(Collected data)
◆ ◆ ◆ ◆ ◆ ◆ ◆
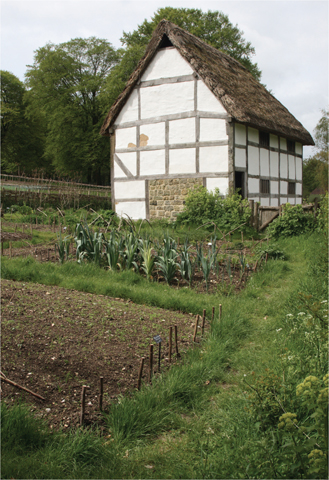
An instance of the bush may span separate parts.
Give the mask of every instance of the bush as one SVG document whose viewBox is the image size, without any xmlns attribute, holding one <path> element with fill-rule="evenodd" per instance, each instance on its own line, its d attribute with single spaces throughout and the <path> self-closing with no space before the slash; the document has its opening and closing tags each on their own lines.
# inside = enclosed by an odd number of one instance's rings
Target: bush
<svg viewBox="0 0 329 480">
<path fill-rule="evenodd" d="M 219 228 L 234 229 L 248 223 L 251 210 L 247 199 L 238 193 L 222 197 L 218 188 L 208 192 L 203 186 L 190 191 L 185 201 L 185 208 L 177 217 L 177 223 L 204 224 L 214 222 Z"/>
<path fill-rule="evenodd" d="M 317 226 L 312 213 L 304 212 L 301 205 L 286 204 L 282 216 L 268 227 L 268 235 L 273 238 L 292 237 L 313 232 Z"/>
</svg>

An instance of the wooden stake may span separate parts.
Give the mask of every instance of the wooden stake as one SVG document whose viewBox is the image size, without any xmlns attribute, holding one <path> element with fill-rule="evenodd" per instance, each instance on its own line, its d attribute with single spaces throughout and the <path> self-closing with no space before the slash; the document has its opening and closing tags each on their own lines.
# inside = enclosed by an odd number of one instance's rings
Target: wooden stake
<svg viewBox="0 0 329 480">
<path fill-rule="evenodd" d="M 199 323 L 199 315 L 197 315 L 197 316 L 196 316 L 196 319 L 195 319 L 193 342 L 195 342 L 196 334 L 197 334 L 197 332 L 198 332 L 198 323 Z"/>
<path fill-rule="evenodd" d="M 152 383 L 153 375 L 153 344 L 150 345 L 150 359 L 149 359 L 149 383 Z"/>
<path fill-rule="evenodd" d="M 38 395 L 37 393 L 32 392 L 28 388 L 22 387 L 22 385 L 19 385 L 16 382 L 12 382 L 7 377 L 5 377 L 3 374 L 1 375 L 1 381 L 5 382 L 5 383 L 8 383 L 9 385 L 12 385 L 13 387 L 19 388 L 20 390 L 24 390 L 24 392 L 30 393 L 34 397 L 40 398 L 40 400 L 46 400 L 45 398 L 41 397 L 41 395 Z"/>
<path fill-rule="evenodd" d="M 144 360 L 145 360 L 145 357 L 142 357 L 142 358 L 141 358 L 141 363 L 140 363 L 140 366 L 139 366 L 138 380 L 137 380 L 137 388 L 138 388 L 138 390 L 141 389 L 142 375 L 143 375 L 143 367 L 144 367 Z"/>
<path fill-rule="evenodd" d="M 215 307 L 212 307 L 211 321 L 213 322 L 215 318 Z"/>
<path fill-rule="evenodd" d="M 203 334 L 204 334 L 204 326 L 205 326 L 205 323 L 206 323 L 206 311 L 205 311 L 205 309 L 203 309 L 202 326 L 201 326 L 201 335 L 202 335 L 202 337 L 203 337 Z"/>
<path fill-rule="evenodd" d="M 86 390 L 87 385 L 83 385 L 81 391 L 81 410 L 80 410 L 80 426 L 83 425 L 84 417 L 85 417 L 85 406 L 86 406 Z"/>
<path fill-rule="evenodd" d="M 24 233 L 24 223 L 22 224 L 22 233 Z"/>
<path fill-rule="evenodd" d="M 169 327 L 169 363 L 171 363 L 171 351 L 172 351 L 172 327 Z"/>
<path fill-rule="evenodd" d="M 219 304 L 219 321 L 222 319 L 222 304 Z"/>
<path fill-rule="evenodd" d="M 1 256 L 3 257 L 3 242 L 1 242 Z"/>
<path fill-rule="evenodd" d="M 103 377 L 99 377 L 99 409 L 103 410 Z"/>
<path fill-rule="evenodd" d="M 175 350 L 176 356 L 180 357 L 180 353 L 178 352 L 178 333 L 177 333 L 177 325 L 175 325 Z"/>
<path fill-rule="evenodd" d="M 17 230 L 17 223 L 15 223 L 15 233 L 16 233 L 16 230 Z"/>
<path fill-rule="evenodd" d="M 49 262 L 49 248 L 47 249 L 47 260 Z"/>
<path fill-rule="evenodd" d="M 243 232 L 241 232 L 241 242 L 243 243 Z"/>
<path fill-rule="evenodd" d="M 9 256 L 10 256 L 10 258 L 13 256 L 13 244 L 12 244 L 12 242 L 9 242 Z"/>
</svg>

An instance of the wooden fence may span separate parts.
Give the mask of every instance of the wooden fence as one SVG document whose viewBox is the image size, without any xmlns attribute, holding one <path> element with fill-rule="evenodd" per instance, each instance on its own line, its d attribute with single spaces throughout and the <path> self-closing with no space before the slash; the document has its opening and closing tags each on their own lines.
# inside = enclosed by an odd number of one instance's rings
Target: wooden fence
<svg viewBox="0 0 329 480">
<path fill-rule="evenodd" d="M 77 190 L 52 192 L 51 190 L 8 190 L 1 189 L 2 208 L 6 209 L 11 205 L 28 205 L 32 208 L 38 207 L 60 207 L 65 208 L 81 208 L 91 206 L 92 208 L 103 208 L 111 210 L 110 194 L 103 196 L 100 194 L 85 192 L 80 193 Z"/>
<path fill-rule="evenodd" d="M 284 209 L 285 204 L 282 204 L 278 207 L 268 207 L 264 205 L 260 206 L 258 202 L 254 202 L 254 200 L 249 200 L 249 205 L 251 208 L 250 225 L 261 232 L 271 222 L 273 222 L 275 218 L 282 215 L 282 210 Z M 315 215 L 318 204 L 317 202 L 310 203 L 308 205 L 302 205 L 302 208 L 304 212 L 313 211 Z"/>
</svg>

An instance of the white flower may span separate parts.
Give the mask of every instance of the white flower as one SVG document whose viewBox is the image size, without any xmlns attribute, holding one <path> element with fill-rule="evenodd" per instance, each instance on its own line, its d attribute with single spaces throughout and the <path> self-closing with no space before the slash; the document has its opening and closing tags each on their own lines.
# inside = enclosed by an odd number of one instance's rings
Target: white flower
<svg viewBox="0 0 329 480">
<path fill-rule="evenodd" d="M 293 315 L 291 313 L 287 313 L 287 317 L 292 317 Z"/>
<path fill-rule="evenodd" d="M 277 328 L 276 331 L 277 332 L 281 332 L 282 328 Z"/>
<path fill-rule="evenodd" d="M 298 315 L 305 315 L 305 312 L 299 312 Z"/>
<path fill-rule="evenodd" d="M 320 303 L 328 303 L 328 300 L 322 300 Z"/>
</svg>

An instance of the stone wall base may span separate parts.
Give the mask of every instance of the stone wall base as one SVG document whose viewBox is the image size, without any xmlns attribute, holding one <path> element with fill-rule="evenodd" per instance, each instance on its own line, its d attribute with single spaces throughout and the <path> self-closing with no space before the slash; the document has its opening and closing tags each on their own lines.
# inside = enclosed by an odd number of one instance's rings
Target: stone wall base
<svg viewBox="0 0 329 480">
<path fill-rule="evenodd" d="M 174 220 L 183 211 L 185 198 L 195 185 L 203 185 L 203 178 L 171 178 L 149 181 L 149 212 L 152 218 Z"/>
</svg>

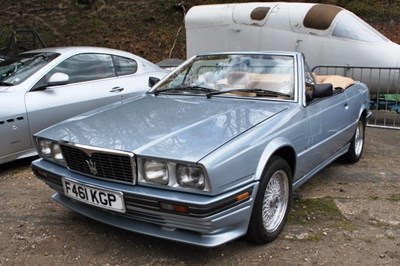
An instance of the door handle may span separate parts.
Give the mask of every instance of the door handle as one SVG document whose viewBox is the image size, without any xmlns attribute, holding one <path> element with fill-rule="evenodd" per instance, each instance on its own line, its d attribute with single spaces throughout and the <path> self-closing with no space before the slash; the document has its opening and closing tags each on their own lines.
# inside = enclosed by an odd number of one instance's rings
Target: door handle
<svg viewBox="0 0 400 266">
<path fill-rule="evenodd" d="M 110 90 L 110 92 L 121 92 L 121 91 L 123 91 L 124 90 L 124 88 L 121 88 L 121 87 L 114 87 L 114 88 L 112 88 L 111 90 Z"/>
<path fill-rule="evenodd" d="M 347 109 L 349 109 L 349 104 L 348 104 L 348 103 L 345 103 L 345 104 L 344 104 L 344 110 L 347 110 Z"/>
</svg>

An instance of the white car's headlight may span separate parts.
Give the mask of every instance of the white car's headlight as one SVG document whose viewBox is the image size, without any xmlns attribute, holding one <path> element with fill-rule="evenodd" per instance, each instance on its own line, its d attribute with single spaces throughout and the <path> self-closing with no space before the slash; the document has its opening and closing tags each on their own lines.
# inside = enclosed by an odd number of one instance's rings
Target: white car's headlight
<svg viewBox="0 0 400 266">
<path fill-rule="evenodd" d="M 197 166 L 178 164 L 176 166 L 176 179 L 181 187 L 203 189 L 205 186 L 203 169 Z"/>
<path fill-rule="evenodd" d="M 144 179 L 147 182 L 167 185 L 169 181 L 168 166 L 166 163 L 148 160 L 144 163 Z"/>
<path fill-rule="evenodd" d="M 65 160 L 61 152 L 61 147 L 57 142 L 37 138 L 36 143 L 37 151 L 40 157 L 61 165 L 65 165 Z"/>
</svg>

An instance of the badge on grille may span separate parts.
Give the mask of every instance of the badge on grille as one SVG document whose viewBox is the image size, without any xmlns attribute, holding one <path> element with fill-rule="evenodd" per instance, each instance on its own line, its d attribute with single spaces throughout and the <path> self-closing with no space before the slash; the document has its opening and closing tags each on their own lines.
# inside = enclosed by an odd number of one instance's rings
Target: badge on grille
<svg viewBox="0 0 400 266">
<path fill-rule="evenodd" d="M 98 172 L 96 169 L 96 161 L 93 162 L 92 159 L 85 160 L 85 161 L 86 161 L 87 165 L 89 166 L 90 173 L 92 173 L 92 175 L 97 175 Z"/>
</svg>

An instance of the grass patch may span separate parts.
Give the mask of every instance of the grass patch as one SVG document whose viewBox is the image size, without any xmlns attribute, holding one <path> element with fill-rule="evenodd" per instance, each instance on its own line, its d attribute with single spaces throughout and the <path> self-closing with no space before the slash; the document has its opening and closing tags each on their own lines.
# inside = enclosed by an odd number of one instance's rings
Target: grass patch
<svg viewBox="0 0 400 266">
<path fill-rule="evenodd" d="M 379 197 L 378 196 L 369 196 L 368 199 L 370 199 L 370 200 L 378 200 Z"/>
<path fill-rule="evenodd" d="M 355 224 L 351 223 L 351 221 L 348 219 L 344 219 L 343 221 L 337 222 L 336 227 L 349 232 L 353 232 L 358 229 L 358 227 Z"/>
<path fill-rule="evenodd" d="M 393 202 L 400 202 L 400 194 L 392 194 L 387 198 L 387 200 Z"/>
<path fill-rule="evenodd" d="M 324 227 L 353 231 L 355 226 L 344 217 L 331 197 L 294 198 L 288 223 L 301 225 L 321 224 Z"/>
<path fill-rule="evenodd" d="M 322 239 L 321 234 L 314 234 L 314 235 L 310 236 L 310 238 L 308 240 L 318 242 L 318 241 L 321 241 L 321 239 Z"/>
</svg>

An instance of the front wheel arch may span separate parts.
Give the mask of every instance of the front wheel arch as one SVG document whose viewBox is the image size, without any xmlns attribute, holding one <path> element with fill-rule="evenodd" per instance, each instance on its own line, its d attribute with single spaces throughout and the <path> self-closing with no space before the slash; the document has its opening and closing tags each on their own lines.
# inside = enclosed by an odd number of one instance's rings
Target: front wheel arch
◆ ◆ ◆ ◆ ◆ ◆ ◆
[YOUR TASK]
Take the line holding "Give the mask of every instance of the front" and the lines after it through the end of the entries. Retype them exactly and add nothing.

[ANSWER FOR THE TASK]
Give the mask of every instance of the front wheel arch as one SVG document whose viewBox is the image size, without any xmlns attribute, holding one <path> element with fill-rule="evenodd" per instance, each instance on its own line, its d attribute with single spaces throughout and the <path> self-closing with no space before the slash; the document has its opening and closing tags each on their own lines.
# inside = enclosed by an odd number of one instance's rings
Target: front wheel arch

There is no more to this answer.